— EXERCISE BRIEF —
Retype the records word for word, starting at the line containing "of the backpack" and ending at the line containing "81L226 82L223 84L223", with both of those lines included.

— RECORDS FOR THE TASK —
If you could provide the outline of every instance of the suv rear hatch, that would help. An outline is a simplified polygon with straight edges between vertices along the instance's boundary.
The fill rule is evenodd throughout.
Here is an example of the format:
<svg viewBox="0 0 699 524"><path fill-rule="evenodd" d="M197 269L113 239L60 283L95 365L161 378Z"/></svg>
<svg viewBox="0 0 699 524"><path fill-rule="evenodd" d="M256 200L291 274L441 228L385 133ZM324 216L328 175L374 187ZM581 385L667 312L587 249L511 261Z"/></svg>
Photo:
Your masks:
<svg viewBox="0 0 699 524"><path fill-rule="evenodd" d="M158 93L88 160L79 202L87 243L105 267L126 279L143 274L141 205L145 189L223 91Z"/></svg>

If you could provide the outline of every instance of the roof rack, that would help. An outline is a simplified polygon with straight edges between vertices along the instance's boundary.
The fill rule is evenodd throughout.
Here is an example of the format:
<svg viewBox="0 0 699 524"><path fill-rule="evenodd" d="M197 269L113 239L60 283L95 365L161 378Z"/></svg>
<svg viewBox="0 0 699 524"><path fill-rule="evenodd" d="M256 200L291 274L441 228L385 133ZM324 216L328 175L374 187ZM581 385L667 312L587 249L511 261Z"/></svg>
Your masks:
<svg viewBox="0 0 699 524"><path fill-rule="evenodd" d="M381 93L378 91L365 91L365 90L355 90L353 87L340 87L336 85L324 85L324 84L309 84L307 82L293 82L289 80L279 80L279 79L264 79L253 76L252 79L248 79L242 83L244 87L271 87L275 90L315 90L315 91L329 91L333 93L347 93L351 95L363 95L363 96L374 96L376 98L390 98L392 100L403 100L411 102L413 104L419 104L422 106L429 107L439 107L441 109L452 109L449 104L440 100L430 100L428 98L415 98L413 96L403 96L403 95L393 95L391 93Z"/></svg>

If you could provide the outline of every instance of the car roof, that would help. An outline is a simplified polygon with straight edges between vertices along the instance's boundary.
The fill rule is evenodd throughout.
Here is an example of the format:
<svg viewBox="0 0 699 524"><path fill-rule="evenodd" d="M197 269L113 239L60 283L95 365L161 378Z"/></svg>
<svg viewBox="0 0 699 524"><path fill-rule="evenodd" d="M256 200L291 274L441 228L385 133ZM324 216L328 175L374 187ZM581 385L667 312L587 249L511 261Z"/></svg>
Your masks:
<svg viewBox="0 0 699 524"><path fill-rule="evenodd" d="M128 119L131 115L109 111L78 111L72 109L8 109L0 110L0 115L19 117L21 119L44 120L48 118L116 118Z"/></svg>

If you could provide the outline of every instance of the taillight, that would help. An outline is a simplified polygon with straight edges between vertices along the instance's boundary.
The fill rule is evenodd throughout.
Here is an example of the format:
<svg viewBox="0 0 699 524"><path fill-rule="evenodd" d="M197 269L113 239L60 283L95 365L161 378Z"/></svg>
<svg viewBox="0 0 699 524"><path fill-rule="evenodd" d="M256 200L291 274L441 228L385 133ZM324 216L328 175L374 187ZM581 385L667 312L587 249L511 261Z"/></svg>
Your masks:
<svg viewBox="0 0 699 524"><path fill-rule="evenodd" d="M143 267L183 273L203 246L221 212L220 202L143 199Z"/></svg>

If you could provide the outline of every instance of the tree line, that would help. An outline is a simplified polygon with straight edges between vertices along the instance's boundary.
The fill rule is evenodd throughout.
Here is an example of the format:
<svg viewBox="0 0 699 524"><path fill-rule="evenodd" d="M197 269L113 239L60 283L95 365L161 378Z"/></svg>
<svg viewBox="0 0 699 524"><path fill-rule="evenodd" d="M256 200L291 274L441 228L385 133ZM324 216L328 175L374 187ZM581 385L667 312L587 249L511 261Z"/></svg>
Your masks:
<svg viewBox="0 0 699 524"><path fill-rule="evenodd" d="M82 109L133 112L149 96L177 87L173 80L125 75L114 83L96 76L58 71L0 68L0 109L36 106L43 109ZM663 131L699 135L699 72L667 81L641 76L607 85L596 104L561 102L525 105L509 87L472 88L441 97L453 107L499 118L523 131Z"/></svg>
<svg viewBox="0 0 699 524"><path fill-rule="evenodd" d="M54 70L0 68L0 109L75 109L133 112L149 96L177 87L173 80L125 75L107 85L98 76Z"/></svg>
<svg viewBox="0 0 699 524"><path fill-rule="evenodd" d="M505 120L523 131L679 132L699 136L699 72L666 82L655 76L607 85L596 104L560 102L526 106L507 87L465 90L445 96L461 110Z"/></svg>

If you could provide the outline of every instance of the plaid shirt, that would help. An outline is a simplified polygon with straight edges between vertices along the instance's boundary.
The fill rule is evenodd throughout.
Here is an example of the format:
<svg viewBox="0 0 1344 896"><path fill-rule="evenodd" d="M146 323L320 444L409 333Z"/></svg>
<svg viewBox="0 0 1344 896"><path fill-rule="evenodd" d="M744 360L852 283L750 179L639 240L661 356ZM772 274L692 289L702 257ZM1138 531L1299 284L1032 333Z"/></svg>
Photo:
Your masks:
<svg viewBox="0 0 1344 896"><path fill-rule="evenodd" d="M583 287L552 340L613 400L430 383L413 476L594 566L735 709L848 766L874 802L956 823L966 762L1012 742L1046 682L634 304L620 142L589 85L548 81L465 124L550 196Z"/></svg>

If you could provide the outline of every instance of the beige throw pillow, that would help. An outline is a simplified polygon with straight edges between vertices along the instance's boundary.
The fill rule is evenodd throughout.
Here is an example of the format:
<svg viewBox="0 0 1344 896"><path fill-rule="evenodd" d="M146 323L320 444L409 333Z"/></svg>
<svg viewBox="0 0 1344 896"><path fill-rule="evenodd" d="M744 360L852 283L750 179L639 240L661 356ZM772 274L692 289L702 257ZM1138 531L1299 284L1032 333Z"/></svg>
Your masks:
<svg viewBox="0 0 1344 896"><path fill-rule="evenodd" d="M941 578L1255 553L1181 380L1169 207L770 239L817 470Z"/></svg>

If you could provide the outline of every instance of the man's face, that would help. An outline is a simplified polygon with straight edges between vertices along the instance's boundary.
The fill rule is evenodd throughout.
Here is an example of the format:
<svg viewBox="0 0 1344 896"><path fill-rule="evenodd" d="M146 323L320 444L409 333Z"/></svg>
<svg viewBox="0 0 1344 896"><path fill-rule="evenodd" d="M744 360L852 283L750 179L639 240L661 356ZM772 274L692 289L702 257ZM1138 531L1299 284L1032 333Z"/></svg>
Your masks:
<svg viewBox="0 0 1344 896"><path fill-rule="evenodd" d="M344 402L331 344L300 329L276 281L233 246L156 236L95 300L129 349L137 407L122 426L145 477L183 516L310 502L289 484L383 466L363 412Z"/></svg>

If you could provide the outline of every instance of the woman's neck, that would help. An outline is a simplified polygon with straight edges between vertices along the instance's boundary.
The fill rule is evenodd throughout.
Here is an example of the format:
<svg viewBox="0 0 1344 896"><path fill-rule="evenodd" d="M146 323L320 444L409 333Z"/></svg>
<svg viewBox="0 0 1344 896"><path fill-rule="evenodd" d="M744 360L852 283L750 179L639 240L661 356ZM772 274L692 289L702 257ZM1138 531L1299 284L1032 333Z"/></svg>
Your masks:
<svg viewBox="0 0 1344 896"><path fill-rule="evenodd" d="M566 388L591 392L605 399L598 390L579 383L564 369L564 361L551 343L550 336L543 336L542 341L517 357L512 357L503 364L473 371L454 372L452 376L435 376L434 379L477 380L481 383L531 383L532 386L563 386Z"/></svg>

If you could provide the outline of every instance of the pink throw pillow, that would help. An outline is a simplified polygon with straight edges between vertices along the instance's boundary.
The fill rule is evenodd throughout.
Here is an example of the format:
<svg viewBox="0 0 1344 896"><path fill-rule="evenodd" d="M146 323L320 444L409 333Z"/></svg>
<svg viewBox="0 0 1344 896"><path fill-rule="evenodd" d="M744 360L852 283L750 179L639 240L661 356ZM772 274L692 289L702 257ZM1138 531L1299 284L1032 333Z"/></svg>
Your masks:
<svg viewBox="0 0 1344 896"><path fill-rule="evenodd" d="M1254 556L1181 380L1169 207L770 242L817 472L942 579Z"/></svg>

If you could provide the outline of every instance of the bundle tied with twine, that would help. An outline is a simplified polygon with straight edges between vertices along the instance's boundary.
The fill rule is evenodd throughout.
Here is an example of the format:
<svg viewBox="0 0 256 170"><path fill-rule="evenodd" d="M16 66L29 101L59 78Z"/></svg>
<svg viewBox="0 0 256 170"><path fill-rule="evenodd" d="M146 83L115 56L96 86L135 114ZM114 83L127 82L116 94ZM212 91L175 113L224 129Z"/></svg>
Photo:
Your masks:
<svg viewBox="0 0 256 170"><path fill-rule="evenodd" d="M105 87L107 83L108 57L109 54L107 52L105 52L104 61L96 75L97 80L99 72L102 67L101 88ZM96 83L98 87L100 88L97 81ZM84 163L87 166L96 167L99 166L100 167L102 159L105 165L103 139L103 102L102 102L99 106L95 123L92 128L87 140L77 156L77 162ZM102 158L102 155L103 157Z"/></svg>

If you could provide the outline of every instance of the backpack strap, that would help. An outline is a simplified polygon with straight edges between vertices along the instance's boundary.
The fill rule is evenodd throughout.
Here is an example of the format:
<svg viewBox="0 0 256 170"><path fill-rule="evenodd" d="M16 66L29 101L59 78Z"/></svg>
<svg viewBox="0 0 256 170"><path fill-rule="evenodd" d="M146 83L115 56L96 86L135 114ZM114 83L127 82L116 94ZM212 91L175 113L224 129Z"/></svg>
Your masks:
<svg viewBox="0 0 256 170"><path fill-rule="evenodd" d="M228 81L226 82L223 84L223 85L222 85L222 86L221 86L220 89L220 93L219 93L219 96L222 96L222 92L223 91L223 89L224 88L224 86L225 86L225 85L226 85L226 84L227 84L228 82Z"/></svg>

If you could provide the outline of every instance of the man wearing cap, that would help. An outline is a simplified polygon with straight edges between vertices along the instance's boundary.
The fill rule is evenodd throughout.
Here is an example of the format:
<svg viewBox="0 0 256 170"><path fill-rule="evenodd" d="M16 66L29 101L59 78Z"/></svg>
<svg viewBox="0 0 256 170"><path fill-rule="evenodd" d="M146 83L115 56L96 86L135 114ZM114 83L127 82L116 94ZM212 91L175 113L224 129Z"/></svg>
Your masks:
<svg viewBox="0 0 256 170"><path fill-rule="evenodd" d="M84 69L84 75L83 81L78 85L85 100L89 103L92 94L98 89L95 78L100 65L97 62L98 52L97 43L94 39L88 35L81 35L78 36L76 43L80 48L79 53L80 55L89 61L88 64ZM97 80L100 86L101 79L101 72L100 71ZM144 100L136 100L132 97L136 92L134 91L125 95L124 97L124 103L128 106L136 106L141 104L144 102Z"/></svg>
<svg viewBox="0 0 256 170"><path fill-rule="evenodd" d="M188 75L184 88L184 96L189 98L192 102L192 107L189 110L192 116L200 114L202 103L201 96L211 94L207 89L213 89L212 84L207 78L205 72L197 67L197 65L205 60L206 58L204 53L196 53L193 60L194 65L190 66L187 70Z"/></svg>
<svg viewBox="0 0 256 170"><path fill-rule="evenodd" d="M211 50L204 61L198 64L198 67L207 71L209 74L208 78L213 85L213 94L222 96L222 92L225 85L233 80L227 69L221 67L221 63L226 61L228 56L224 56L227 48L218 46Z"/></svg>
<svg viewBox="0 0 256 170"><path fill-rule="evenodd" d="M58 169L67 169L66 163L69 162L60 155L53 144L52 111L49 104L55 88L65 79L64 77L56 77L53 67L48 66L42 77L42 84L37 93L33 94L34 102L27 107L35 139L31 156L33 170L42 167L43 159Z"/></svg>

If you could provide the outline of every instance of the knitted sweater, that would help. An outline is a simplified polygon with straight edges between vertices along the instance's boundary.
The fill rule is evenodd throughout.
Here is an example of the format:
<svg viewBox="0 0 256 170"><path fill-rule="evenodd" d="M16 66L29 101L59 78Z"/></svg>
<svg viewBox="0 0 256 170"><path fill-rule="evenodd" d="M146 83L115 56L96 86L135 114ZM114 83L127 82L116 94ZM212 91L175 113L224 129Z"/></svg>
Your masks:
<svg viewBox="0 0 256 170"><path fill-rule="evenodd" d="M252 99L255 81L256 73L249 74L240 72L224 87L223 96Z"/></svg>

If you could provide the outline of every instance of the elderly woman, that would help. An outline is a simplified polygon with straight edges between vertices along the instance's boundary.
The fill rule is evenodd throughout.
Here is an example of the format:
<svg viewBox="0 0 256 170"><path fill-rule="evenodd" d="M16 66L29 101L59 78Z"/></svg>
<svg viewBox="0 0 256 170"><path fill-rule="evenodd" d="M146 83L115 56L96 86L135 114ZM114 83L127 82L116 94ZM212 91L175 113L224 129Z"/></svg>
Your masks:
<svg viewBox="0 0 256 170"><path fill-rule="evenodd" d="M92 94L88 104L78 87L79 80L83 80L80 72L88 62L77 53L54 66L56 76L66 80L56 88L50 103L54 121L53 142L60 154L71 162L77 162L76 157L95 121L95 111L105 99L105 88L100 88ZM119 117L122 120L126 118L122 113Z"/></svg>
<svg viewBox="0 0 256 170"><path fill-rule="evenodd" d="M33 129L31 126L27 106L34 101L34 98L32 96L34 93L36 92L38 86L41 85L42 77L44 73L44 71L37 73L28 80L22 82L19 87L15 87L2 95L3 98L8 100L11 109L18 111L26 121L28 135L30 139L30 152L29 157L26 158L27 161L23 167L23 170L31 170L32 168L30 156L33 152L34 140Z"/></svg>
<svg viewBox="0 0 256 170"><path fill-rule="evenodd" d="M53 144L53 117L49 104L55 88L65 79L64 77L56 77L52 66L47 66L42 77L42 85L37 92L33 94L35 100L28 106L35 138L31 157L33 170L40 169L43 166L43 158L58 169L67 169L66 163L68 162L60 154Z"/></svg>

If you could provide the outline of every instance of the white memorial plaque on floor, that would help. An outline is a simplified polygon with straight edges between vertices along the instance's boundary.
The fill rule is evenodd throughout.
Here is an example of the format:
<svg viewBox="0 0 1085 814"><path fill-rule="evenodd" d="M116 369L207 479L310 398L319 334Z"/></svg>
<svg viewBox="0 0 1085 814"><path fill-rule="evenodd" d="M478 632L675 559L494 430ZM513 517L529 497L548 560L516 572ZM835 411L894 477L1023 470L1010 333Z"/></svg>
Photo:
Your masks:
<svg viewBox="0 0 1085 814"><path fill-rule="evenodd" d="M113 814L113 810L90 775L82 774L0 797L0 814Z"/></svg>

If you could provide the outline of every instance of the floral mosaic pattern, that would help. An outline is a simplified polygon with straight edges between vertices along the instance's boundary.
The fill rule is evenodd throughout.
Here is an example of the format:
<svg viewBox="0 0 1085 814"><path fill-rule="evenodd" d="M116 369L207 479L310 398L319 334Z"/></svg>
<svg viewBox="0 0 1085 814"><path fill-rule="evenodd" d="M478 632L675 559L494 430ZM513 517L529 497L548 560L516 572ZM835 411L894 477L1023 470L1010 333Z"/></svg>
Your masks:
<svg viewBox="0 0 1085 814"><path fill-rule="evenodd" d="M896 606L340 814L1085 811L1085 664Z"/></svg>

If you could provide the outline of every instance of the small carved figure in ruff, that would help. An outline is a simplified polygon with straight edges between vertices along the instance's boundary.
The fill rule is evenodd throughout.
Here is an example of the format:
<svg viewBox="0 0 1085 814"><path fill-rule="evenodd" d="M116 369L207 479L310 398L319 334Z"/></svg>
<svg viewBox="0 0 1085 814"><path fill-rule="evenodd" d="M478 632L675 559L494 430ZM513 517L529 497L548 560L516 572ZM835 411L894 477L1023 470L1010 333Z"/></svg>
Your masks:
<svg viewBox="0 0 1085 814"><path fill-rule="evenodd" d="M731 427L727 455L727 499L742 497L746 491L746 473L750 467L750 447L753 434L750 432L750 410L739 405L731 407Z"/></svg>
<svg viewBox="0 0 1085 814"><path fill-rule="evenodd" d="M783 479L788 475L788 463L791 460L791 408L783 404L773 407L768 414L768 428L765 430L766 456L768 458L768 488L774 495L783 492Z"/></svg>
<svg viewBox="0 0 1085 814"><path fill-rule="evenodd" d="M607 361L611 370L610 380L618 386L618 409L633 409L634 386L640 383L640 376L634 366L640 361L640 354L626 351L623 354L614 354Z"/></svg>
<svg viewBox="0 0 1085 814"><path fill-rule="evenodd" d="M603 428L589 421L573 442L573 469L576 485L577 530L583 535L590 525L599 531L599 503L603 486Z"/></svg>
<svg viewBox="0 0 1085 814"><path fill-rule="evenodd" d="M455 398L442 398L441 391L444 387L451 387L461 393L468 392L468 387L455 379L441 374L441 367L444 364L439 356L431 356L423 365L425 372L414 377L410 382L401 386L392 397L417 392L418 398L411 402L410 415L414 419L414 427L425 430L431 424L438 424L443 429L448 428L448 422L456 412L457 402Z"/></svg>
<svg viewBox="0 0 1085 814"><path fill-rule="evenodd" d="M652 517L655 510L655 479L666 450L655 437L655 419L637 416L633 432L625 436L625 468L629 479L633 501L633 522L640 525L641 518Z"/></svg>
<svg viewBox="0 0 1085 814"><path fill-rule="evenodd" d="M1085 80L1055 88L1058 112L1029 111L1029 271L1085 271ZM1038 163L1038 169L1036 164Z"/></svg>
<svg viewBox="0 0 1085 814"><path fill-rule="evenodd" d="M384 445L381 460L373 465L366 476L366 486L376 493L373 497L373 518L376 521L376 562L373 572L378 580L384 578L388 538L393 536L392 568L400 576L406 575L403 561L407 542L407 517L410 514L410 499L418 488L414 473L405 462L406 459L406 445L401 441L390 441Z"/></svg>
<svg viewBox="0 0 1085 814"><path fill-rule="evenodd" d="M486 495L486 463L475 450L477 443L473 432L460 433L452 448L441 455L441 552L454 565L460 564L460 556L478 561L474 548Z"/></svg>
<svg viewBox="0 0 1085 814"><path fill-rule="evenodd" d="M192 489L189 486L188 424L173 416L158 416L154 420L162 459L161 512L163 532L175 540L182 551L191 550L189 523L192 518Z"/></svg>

— CORRECT RESULT —
If you could provide the outline of every instance of the backpack strap, that would help. An outline is a simplified polygon with straight edges between vertices along the instance's boundary.
The fill rule is evenodd throughout.
Here is an example of the format:
<svg viewBox="0 0 256 170"><path fill-rule="evenodd" d="M16 66L29 101L59 78Z"/></svg>
<svg viewBox="0 0 256 170"><path fill-rule="evenodd" d="M146 83L115 56L96 86L135 114ZM114 83L127 82L116 94ZM212 91L175 113L224 129Z"/></svg>
Your masks:
<svg viewBox="0 0 256 170"><path fill-rule="evenodd" d="M228 81L226 82L223 84L223 85L222 85L222 86L221 86L220 89L220 93L219 93L219 96L222 96L222 92L223 91L223 89L224 88L224 86L225 86L225 85L226 85L226 84L227 84L228 82Z"/></svg>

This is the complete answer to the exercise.